### Aim
Pick out every line of the records below that contains the word "white", and copy each one as it appears.

### Extracted information
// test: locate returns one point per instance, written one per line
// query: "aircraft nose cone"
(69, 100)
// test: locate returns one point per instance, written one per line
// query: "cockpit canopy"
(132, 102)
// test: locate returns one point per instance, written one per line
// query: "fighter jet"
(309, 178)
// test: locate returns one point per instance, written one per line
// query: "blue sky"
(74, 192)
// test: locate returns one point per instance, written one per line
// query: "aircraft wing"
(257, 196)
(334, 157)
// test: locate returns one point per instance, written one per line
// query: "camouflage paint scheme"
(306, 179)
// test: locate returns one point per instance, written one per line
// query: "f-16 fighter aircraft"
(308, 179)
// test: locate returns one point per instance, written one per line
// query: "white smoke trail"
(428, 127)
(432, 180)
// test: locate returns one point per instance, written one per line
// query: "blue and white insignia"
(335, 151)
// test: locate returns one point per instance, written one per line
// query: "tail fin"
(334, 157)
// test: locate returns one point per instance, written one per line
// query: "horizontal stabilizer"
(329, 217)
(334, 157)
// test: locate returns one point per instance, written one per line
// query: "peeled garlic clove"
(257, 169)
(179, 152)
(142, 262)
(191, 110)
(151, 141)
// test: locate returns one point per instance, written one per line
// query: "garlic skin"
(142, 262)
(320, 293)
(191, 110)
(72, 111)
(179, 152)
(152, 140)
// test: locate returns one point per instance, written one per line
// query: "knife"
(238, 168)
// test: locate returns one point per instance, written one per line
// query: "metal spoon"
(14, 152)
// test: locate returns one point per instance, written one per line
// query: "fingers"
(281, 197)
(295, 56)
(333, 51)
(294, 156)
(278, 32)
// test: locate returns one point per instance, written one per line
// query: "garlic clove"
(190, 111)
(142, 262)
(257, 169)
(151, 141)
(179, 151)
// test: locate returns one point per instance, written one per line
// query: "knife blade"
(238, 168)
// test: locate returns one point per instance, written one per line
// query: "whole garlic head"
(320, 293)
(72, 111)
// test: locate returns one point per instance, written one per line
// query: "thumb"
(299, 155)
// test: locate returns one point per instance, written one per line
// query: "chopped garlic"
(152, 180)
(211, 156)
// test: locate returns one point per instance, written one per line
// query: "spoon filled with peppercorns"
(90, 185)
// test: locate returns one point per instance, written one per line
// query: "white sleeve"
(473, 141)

### Output below
// query: "white smoke trail"
// query: "blue and white insignia"
// query: "white sleeve"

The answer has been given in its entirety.